__What the exercise asks__. The answer must be an exact reproduction of all the entries.

__Listed entries__.
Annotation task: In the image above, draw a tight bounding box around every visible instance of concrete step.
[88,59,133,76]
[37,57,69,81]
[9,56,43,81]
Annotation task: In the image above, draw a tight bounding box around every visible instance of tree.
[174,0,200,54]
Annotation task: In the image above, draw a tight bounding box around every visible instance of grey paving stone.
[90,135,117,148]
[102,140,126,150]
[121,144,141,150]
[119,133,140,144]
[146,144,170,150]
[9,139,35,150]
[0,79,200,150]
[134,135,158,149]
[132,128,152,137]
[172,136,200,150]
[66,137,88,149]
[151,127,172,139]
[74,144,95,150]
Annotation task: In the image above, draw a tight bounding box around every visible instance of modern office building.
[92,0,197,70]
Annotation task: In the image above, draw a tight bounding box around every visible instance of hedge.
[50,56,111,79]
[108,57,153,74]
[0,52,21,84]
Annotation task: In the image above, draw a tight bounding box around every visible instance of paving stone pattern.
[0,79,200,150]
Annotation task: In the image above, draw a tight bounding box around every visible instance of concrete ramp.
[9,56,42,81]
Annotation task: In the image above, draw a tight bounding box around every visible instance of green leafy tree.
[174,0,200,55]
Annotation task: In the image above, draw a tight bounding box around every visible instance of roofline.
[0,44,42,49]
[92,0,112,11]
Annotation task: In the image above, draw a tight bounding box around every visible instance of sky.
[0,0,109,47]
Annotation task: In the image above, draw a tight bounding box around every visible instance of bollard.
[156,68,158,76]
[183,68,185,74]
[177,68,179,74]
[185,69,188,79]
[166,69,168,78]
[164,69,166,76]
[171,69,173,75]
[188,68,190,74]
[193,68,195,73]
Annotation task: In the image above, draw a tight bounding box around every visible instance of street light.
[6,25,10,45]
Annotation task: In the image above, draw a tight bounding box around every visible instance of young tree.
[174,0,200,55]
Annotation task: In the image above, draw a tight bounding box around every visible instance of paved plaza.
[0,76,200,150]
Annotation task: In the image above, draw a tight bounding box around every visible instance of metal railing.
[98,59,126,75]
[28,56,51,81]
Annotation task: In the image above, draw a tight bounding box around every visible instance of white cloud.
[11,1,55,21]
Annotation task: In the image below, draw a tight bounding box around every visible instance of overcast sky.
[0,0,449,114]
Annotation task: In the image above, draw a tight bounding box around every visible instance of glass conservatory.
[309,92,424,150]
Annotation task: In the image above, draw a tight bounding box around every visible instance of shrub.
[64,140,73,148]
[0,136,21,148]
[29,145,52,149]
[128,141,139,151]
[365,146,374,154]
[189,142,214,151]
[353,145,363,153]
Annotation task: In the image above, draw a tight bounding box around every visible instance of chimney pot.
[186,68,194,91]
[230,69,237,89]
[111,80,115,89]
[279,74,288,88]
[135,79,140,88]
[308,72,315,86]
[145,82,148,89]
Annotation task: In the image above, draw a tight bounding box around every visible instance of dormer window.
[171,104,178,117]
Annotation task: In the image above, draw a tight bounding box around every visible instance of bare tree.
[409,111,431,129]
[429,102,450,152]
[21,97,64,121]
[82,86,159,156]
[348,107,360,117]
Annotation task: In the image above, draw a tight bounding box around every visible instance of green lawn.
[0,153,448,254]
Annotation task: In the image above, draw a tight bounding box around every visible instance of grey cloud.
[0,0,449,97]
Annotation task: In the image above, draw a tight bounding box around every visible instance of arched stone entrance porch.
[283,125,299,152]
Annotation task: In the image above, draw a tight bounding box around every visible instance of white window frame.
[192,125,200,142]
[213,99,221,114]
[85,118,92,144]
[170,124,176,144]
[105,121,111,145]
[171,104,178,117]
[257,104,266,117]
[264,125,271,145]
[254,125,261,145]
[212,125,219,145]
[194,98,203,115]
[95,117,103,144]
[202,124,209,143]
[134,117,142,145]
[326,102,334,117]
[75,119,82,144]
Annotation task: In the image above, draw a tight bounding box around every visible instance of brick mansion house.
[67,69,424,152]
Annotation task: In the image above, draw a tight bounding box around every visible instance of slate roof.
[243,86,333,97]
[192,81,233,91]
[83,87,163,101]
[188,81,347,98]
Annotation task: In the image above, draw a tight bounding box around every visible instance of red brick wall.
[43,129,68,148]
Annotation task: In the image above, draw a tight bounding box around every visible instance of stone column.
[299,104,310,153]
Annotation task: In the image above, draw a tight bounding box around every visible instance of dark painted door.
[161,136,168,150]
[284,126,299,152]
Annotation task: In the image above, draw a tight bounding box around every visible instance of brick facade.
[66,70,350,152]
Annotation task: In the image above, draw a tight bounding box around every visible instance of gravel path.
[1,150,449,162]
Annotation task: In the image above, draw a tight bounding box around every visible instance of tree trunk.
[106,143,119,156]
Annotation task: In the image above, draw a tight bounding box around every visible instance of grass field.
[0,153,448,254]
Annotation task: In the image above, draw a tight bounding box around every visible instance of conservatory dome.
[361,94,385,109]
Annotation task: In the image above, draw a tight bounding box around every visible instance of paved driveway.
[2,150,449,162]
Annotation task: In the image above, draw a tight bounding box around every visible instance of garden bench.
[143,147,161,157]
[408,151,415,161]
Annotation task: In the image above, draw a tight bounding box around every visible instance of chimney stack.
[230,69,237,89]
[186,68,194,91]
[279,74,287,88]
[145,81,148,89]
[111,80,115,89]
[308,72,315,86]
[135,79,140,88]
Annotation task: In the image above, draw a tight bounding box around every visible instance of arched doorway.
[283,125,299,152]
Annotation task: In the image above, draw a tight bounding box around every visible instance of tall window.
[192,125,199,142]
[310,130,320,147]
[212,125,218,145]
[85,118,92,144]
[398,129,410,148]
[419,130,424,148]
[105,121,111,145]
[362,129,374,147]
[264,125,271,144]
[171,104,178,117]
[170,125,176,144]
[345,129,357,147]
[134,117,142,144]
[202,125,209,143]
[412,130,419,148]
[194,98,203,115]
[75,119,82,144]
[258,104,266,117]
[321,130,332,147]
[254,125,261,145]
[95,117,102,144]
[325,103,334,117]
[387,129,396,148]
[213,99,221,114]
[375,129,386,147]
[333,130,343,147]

__Solution to the problem__.
Annotation task: In the image above, draw a tight bounding box around every visible instance of concrete step.
[88,59,133,76]
[37,57,69,81]
[9,56,43,81]
Annotation task: In the image above, draw a tight bounding box around every visible instance of tree.
[174,0,200,54]
Annotation task: In the image above, draw a tight bounding box around every visible instance of grey paving stone.
[90,135,117,148]
[102,140,126,150]
[121,144,141,150]
[119,133,140,144]
[146,144,170,150]
[9,139,35,150]
[0,79,200,150]
[134,135,158,149]
[132,128,152,137]
[172,136,200,150]
[66,137,88,149]
[151,127,172,139]
[74,144,95,150]
Annotation task: In the image above, draw a tight bounding box around every visible instance of modern office building.
[92,0,197,70]
Annotation task: In the image above, draw a tight bounding box around every visible instance of hedge.
[50,56,111,79]
[108,57,153,74]
[0,52,21,84]
Annotation task: In the image above, draw a tight bounding box around every visible instance of paving stone pattern.
[0,79,200,150]
Annotation task: In the image above, draw a tight bounding box around every visible instance of concrete ramp.
[9,56,42,81]
Annotation task: In the image above, draw a tight bounding box around every visible instance of green leafy tree.
[174,0,200,55]
Annotation task: In the image above, draw a tight bounding box around every visible instance of roofline.
[0,44,42,49]
[92,0,112,11]
Annotation task: In the image above, draw a tight bounding box around every visible instance of sky.
[0,0,109,47]
Annotation task: In the image above, draw a tight bounding box around every visible instance of bollard.
[156,68,158,76]
[183,68,185,74]
[177,68,179,74]
[185,69,188,79]
[166,69,168,78]
[164,69,166,76]
[171,69,173,75]
[188,68,190,74]
[193,68,195,73]
Annotation task: In the image above, draw a tight bounding box around every visible instance of street light.
[6,25,10,45]
Annotation task: In the image above, draw a tight bounding box around every visible instance of young tree.
[174,0,200,55]
Annotation task: In the image above, draw a tight bounding box around every visible instance of paved plaza.
[0,76,200,150]
Annotation task: In the image above, draw a tight bounding box around every visible instance of metal railing.
[98,59,126,75]
[28,56,51,81]
Annotation task: In the image above, draw a tight bounding box around every visible instance of white cloud.
[11,1,55,21]
Annotation task: In the image below, draw a tight bounding box around every visible instance of overcast sky.
[0,0,449,114]
Annotation task: In the image above, draw a tight bounding box around every visible instance of glass conservatory.
[309,92,424,150]
Annotation task: In the image above, draw a tight bounding box around every visible instance of shrub.
[64,140,73,148]
[0,136,21,148]
[29,145,52,149]
[128,141,139,151]
[365,146,374,154]
[189,142,214,151]
[353,145,363,153]
Annotation task: In the image above, draw a tight bounding box around every visible instance of chimney pot.
[186,68,194,91]
[230,69,237,89]
[111,80,115,89]
[279,74,288,88]
[135,79,140,88]
[308,72,315,86]
[145,82,148,89]
Annotation task: In the image above, draw a tight bounding box around every visible instance of dormer window.
[171,104,178,117]
Annotation task: In the image above, draw a tight bounding box around every visible instance of bare tree.
[409,111,431,129]
[429,102,450,152]
[21,97,64,121]
[82,86,159,156]
[348,107,360,117]
Annotation task: In the image above, draw a tight bounding box around every visible instance of green lawn.
[0,153,448,254]
Annotation task: In the image above, draw a tight bounding box around every visible instance of grey cloud.
[0,0,449,97]
Annotation task: In the image above, draw a tight bounding box around every visible instance of arched stone entrance porch.
[283,125,299,152]
Annotation task: In the image above, draw a tight bounding box around every visible instance of white window frame.
[192,125,200,142]
[213,99,221,114]
[85,118,92,144]
[170,124,176,144]
[105,121,111,145]
[171,104,178,117]
[257,104,266,117]
[264,125,271,145]
[254,125,261,145]
[212,125,219,145]
[194,98,203,115]
[95,117,103,144]
[202,124,209,143]
[134,117,142,145]
[326,102,334,117]
[75,119,82,144]
Annotation task: In the image above, draw a tight bounding box around every visible instance of brick mansion house.
[67,69,424,152]
Annotation task: In the image above, draw a tight bounding box around every visible instance of slate roof.
[243,86,333,97]
[192,81,233,91]
[83,87,163,101]
[188,81,347,98]
Annotation task: In the image above, draw a tight bounding box around every visible instance of red brick wall.
[43,129,68,148]
Annotation task: In the image above, draw a tight bounding box around every visible instance of stone column.
[299,104,310,153]
Annotation task: In the image above, draw a tight bounding box around every visible instance of dark painted door.
[161,136,168,150]
[284,126,299,152]
Annotation task: In the image above, draw a tight bounding box around every visible instance of brick facade.
[66,70,350,152]
Annotation task: In the image above, draw a tight bounding box around every visible instance of gravel path.
[1,150,449,162]
Annotation task: In the image above, draw a tight bounding box around every visible instance of tree trunk.
[106,143,119,156]
Annotation task: In the image above, draw a tight bounding box around every visible instance of grass field.
[0,153,448,254]
Annotation task: In the image above, draw a tight bounding box around every visible instance of conservatory dome.
[361,94,385,109]
Annotation task: In the image above, draw a tight bounding box around every visible instance of paved driveway.
[2,150,449,162]
Annotation task: In the image above, draw a tight bounding box around every visible instance of garden bench.
[143,147,161,157]
[408,151,415,161]
Annotation task: In the image above, draw a tight bounding box around every visible instance of chimney stack.
[230,69,237,89]
[186,68,194,91]
[279,74,287,88]
[145,81,148,89]
[111,80,115,89]
[308,72,315,86]
[135,79,140,88]
Annotation task: In the image above, draw a tight bounding box around every visible instance of arched doorway.
[283,125,299,152]
Annotation task: In the image above, draw a tight bounding box around every visible instance of tall window.
[192,125,199,142]
[310,130,320,147]
[212,125,218,145]
[85,118,92,144]
[398,129,410,148]
[419,130,424,148]
[105,121,111,145]
[362,129,374,147]
[264,125,271,144]
[171,104,178,117]
[170,125,176,144]
[345,129,357,147]
[134,117,142,144]
[202,125,209,143]
[412,130,419,148]
[194,98,203,115]
[75,119,82,144]
[258,104,266,117]
[321,130,332,147]
[254,125,261,145]
[95,117,102,144]
[325,103,334,117]
[387,129,396,148]
[213,99,221,114]
[375,129,386,147]
[333,130,343,147]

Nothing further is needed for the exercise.